- _Required task_:
Each line of the material must be returned exactly.

- _Supplied information_:
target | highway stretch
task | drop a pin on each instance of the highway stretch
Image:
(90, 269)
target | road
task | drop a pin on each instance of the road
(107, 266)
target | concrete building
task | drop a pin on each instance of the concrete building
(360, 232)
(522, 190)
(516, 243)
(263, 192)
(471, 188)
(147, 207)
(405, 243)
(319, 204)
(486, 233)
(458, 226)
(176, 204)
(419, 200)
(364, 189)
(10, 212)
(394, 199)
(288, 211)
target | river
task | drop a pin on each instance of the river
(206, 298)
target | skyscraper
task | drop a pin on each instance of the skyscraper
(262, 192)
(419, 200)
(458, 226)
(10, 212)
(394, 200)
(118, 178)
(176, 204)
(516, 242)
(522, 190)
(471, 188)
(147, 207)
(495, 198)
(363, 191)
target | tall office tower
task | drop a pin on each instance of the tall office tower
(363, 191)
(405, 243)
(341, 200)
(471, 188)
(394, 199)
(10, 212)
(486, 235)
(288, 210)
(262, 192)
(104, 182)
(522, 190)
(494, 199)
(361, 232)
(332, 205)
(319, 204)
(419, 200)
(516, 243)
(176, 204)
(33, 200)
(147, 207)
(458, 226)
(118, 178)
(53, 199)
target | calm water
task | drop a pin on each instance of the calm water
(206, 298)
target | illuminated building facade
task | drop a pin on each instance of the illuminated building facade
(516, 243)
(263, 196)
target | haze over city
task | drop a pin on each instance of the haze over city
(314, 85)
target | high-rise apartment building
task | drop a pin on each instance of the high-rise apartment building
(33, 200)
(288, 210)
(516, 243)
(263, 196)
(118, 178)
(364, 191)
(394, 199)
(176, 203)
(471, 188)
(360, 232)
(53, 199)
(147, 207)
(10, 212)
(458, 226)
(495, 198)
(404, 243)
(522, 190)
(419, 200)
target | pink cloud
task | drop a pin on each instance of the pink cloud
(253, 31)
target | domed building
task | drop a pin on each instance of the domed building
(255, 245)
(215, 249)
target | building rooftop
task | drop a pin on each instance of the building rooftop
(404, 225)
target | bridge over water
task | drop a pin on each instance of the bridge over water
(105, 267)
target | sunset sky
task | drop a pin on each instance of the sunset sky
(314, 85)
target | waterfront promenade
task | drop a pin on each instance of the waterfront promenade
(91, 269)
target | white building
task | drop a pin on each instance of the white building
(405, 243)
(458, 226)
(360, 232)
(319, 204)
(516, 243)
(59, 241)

- _Output of the exercise_:
target | highway stretch
task | drop a pin on each instance of the highway stretch
Image:
(90, 269)
target | road
task | drop a pin on each instance of the road
(107, 266)
target | concrete building
task | drop a pin on each instance of the concrete building
(360, 232)
(522, 190)
(516, 243)
(263, 192)
(471, 188)
(147, 207)
(405, 243)
(319, 204)
(486, 233)
(458, 226)
(176, 204)
(419, 200)
(364, 189)
(10, 212)
(394, 199)
(288, 211)
target | river
task | drop a pin on each instance of the river
(206, 298)
target | skyscraper
task | drop a pin on each instance of the skyscraper
(262, 192)
(419, 200)
(458, 226)
(10, 212)
(394, 200)
(118, 178)
(176, 204)
(516, 242)
(522, 190)
(471, 188)
(147, 207)
(495, 198)
(363, 191)
target | tall office tower
task | drop a pin on each instance of the tall office tower
(363, 191)
(405, 243)
(341, 200)
(471, 188)
(394, 199)
(10, 212)
(486, 235)
(288, 210)
(262, 192)
(104, 182)
(522, 190)
(494, 199)
(361, 232)
(332, 205)
(319, 204)
(419, 200)
(516, 243)
(176, 204)
(33, 200)
(147, 207)
(458, 226)
(118, 178)
(53, 199)
target | calm water
task | drop a pin on each instance of the calm water
(206, 298)
target | illuminated building facade
task | drop a pin on each instance of the illuminated building facade
(516, 243)
(263, 196)
target | haze over city
task | drop a pin on each instance of the haze over city
(314, 85)
target | high-rise apartment building
task | drop a pin on each instance of the high-rise apartment building
(33, 200)
(288, 210)
(516, 243)
(263, 196)
(118, 178)
(364, 191)
(394, 199)
(176, 203)
(471, 188)
(360, 232)
(53, 199)
(147, 207)
(10, 212)
(458, 226)
(495, 198)
(404, 243)
(522, 190)
(419, 200)
target | pink cloud
task | drop a pin on each instance of the pink cloud
(253, 31)
target | domed building
task | drop a pin on each instance of the domed building
(255, 245)
(215, 249)
target | building rooftop
task | drop a pin on each instance of the building rooftop
(404, 225)
target | bridge over water
task | drop a pin on each instance of the bridge over water
(105, 267)
target | sunset sky
task | drop a pin on each instance of the sunset sky
(314, 85)
target | waterfront promenade
task | drop a pin on each instance of the waterfront promenade
(91, 269)
target | white building
task | drop a pin on each instance of the white building
(405, 243)
(458, 226)
(360, 232)
(319, 204)
(516, 243)
(59, 241)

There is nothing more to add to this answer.